TASK TO CARRY OUT ::
Answer these questions from the healthcare data analytics text, numbering each answer to match:
1. What test level might a primary care provider find missing from patients' charts?
2. Which publication outlined the five pillars of data analytics?
3. At what A1C level might a primary care provider check patients for co-morbidities?

Traditional electronic health records are designed around the care delivered during encounters with individual patients. However, incentives for improved outcomes, value, and expectations of those paying the bills, including patients and taxpayers, require more efficient and effective care processes and decision-making.

This is driving a shift in the healthcare delivery system and the way we think about care processes. Certainly, it includes the individual patient standing in front of a provider or virtually accessing a service.

But it also now includes analysis and understanding of specific populations, such as those managing chronic conditions (diabetes, hypertension, asthma, etc.) and patients discharged following cardiac surgery or from intensive care. Targeted populations could also include teens requesting pregnancy or STD testing, anyone with multiple ER visits or smokers of any age.

Providers with a vested interest in improving patient outcomes and the health status of their patient population are realizing the need for more robust information and data. This includes the ability to access additional sources of patient information for analysis, stratification and assignment into risk categories to facilitate prioritization and more directed management of care.

For example, a primary care provider might want to start with identifying patients who don’t have a recent A1C level noted in their chart. Perhaps a specialist ordered the test result, but it hasn’t made its way into the primary care provider’s record.

Maybe the patient has forgotten, has had difficulty arranging transportation, or is experiencing some other challenge that the care team can address. Claims data to identify patients receiving care from an endocrinologist, or lab results ordered by another provider would help with the prioritization of patients needing to be contacted.

Adding an analysis of socioeconomic and demographic data could help refine the results to identify those most at risk and in need of additional support. Or, perhaps the primary care provider wants to identify patients with an A1C level of eight or above and determine if they also have co-morbidities.

Again, an analysis of this population would produce a list of patients who could be stratified according to risk to create more manageable groups of individuals for more targeted strategies. This could include development of a short list of patients with co-morbidities where clinical practice guidelines might be insufficient for addressing their needs.

This is the power of data analytics.

A recent article in Health Management Technology outlined the five pillars of data analytics. They include:

  • Build a data architecture that leverages claims data to build a more complete picture of your assigned patients, and where else they may be receiving care.
  • Include predictive modeling and risk analytics tools that are tuned into the characteristics of patient populations to help to identify those who are at risk or adjust risk based upon patient characteristics. These include those with multiple chronic conditions, high utilizers of inpatient/ER/urgent care, age, homelessness, etc.
  • Stratify populations to identify those needing case/disease management or empanelment to the MD instead of the PA or NP. Break high-risk patients into smaller groups that can be more easily managed or flag them for care coordination teams.
  • Leverage other sources of data by integrating claims, a health risk assessment survey, biometric data sources, activation scores, registries, etc.
  • Monitor trends, utilization, quality, outcome, cost and other metrics to assess the impact of improvement efforts. Use lessons learned to improve processes and identify tools needed to better support patient needs, including opportunities for telehealth or the engagement of patients/family caregivers with technology.

Analyzing data to better understand patient needs from both the macro and micro levels will help providers and their healthcare organizations create more focused and effective strategies that result in wise use of limited resources. In the end, it will also help improve the health status of individual patients.

DATA EXTRACT ::
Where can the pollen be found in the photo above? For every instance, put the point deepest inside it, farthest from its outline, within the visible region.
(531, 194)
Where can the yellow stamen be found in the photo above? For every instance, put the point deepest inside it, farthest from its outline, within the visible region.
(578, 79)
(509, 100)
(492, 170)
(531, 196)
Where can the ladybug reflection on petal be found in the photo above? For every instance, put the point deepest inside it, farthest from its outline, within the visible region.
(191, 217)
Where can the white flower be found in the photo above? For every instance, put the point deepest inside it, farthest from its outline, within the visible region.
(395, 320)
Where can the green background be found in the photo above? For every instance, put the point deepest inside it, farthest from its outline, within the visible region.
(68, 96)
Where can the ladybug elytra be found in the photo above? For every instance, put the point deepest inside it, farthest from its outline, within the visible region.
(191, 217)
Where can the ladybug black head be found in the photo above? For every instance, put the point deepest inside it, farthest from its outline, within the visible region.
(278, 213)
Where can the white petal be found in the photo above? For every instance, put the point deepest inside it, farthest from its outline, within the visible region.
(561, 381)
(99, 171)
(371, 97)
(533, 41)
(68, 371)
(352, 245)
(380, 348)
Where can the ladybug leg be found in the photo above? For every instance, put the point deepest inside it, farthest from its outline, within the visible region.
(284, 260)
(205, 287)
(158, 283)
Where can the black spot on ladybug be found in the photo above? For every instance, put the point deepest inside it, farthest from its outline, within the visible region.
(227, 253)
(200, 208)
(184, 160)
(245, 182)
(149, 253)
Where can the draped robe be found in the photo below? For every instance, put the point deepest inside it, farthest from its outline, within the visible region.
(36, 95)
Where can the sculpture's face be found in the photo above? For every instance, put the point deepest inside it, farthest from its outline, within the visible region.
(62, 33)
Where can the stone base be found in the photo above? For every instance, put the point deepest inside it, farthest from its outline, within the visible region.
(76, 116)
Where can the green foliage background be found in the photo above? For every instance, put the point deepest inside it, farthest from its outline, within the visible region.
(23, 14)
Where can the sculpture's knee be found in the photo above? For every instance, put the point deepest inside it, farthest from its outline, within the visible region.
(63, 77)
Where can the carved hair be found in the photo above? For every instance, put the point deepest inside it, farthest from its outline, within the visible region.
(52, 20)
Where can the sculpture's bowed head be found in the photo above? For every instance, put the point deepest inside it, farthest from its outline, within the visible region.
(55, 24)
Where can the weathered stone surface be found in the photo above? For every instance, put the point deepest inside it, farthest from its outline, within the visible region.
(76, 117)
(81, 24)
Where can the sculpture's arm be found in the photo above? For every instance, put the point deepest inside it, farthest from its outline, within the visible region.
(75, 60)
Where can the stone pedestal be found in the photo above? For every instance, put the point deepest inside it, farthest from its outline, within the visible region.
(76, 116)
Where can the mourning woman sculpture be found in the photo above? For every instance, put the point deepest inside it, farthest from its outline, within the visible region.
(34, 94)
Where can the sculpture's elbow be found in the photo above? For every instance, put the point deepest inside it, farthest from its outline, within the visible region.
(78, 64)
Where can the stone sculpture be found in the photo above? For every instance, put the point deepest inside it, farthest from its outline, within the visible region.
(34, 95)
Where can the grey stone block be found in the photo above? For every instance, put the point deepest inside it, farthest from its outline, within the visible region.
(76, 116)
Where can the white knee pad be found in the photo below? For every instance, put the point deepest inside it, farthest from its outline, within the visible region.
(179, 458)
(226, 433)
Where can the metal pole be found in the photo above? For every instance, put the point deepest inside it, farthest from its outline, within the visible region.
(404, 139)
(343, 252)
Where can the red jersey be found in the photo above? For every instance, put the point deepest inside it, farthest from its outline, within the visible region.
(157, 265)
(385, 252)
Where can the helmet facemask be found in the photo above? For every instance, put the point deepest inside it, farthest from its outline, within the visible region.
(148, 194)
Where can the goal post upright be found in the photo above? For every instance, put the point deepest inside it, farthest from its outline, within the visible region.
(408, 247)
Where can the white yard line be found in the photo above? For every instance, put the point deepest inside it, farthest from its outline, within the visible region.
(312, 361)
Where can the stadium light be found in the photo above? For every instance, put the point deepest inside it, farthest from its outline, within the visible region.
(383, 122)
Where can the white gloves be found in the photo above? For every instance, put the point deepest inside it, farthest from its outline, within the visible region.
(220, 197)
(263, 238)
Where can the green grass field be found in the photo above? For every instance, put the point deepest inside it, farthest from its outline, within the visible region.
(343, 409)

---

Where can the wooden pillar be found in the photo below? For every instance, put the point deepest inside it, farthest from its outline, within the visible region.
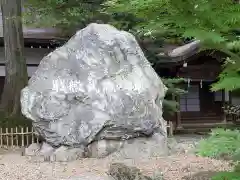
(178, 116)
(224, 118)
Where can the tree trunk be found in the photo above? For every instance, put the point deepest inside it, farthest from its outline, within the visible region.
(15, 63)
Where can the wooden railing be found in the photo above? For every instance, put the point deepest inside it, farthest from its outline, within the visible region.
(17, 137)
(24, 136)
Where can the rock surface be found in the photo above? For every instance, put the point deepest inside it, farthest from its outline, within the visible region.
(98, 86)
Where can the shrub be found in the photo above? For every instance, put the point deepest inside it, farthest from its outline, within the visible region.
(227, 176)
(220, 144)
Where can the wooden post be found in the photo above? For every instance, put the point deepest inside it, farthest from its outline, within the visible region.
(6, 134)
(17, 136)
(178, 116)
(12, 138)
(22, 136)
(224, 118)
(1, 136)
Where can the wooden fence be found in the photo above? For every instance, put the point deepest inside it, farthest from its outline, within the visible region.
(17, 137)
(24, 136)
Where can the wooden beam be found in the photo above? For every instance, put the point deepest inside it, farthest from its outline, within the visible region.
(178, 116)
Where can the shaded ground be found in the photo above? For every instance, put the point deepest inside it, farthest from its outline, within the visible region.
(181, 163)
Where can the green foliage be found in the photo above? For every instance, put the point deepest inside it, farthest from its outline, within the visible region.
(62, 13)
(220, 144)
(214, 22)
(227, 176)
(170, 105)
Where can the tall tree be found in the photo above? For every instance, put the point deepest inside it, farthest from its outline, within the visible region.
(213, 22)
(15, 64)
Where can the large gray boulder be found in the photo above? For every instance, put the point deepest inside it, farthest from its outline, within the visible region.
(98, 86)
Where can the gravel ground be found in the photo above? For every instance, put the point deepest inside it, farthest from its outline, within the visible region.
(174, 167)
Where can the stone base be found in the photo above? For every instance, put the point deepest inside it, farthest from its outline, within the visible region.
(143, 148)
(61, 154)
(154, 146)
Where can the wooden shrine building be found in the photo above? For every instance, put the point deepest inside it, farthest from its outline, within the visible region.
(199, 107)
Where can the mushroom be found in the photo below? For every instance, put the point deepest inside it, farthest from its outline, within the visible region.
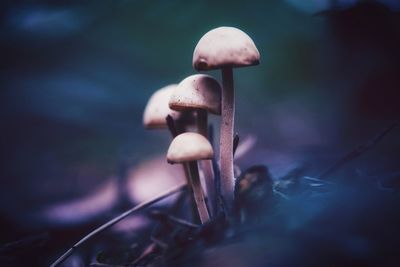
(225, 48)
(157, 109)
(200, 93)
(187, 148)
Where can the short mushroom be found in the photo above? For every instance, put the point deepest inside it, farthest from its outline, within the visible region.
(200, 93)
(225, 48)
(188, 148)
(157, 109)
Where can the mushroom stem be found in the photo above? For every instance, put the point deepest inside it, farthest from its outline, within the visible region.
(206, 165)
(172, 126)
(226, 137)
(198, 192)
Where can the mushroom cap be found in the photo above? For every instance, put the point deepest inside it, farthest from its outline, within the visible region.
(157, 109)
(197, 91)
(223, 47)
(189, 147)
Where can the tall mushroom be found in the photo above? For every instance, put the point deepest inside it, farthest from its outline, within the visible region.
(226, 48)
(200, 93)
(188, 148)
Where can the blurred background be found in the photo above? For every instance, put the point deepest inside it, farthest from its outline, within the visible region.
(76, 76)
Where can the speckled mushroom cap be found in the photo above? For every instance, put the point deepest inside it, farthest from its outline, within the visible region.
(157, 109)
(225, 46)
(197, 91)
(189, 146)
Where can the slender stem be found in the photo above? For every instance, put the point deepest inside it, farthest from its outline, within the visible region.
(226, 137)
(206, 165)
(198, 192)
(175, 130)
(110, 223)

--

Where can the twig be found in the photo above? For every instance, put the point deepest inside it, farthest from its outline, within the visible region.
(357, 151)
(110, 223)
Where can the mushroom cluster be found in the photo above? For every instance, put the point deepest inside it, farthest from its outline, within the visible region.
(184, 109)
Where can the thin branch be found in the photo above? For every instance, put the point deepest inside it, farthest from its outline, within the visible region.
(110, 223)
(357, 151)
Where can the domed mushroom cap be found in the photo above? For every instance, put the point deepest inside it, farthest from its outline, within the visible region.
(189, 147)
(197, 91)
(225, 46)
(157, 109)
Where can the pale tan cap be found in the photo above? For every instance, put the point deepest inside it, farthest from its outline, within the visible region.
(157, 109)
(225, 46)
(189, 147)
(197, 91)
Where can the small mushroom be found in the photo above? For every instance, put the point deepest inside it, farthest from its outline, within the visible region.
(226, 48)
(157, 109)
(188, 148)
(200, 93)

SOLUTION BELOW ::
1. A recent A1C level
2. Health Management Technology
3. Eight or above